ASSIGNMENT
Your reply must be one number: the count of lines in the data below that contain "gold".

INFORMATION GIVEN

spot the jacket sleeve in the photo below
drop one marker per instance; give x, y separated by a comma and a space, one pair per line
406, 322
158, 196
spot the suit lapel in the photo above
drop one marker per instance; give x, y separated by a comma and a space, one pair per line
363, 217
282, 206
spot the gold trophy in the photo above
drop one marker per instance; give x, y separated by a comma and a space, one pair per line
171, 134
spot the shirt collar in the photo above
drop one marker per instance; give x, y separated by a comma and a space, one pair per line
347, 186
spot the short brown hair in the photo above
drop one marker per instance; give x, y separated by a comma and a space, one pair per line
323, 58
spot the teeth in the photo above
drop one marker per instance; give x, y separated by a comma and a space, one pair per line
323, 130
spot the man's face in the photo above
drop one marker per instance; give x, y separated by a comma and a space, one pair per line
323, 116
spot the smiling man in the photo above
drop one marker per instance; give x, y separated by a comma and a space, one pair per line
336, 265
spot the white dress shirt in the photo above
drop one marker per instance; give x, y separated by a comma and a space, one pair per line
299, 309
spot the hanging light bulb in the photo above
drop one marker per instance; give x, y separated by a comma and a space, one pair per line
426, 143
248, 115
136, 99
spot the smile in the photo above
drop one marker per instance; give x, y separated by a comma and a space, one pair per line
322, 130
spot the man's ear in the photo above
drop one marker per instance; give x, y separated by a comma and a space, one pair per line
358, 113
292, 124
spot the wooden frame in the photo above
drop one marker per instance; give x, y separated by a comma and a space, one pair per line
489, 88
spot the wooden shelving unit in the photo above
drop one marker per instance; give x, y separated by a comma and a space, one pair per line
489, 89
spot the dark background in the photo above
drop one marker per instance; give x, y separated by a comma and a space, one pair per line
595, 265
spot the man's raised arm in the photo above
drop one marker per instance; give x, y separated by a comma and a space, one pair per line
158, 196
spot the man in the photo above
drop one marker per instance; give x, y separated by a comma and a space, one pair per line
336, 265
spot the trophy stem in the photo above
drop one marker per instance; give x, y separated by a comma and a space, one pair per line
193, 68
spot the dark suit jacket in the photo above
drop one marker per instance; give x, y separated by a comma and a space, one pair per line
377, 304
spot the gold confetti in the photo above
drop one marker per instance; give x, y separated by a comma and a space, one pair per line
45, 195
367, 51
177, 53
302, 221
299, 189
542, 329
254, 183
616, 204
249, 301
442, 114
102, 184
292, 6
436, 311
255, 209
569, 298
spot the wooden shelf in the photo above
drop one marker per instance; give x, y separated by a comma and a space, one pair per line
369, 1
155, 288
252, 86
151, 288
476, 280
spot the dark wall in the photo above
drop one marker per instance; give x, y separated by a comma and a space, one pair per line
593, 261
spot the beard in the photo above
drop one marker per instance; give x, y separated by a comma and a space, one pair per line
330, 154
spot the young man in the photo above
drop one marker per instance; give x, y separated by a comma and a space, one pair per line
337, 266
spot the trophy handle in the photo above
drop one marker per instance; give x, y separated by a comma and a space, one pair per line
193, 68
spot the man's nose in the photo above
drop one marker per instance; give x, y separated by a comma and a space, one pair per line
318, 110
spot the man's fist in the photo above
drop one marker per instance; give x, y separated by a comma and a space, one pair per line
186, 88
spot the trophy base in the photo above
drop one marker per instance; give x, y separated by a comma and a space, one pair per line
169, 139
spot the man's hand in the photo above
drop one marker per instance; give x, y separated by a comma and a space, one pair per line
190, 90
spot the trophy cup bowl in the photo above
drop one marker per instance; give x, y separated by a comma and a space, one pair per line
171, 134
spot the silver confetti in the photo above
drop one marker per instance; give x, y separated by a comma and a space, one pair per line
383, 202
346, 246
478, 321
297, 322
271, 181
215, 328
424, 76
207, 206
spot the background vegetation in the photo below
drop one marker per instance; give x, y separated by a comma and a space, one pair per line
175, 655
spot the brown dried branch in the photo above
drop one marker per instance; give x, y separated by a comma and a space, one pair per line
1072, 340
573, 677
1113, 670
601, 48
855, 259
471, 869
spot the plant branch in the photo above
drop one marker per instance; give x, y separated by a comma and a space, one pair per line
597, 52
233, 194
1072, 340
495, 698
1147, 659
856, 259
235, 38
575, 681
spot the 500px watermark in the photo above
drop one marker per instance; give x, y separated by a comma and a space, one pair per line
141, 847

EXERCISE RESULT
2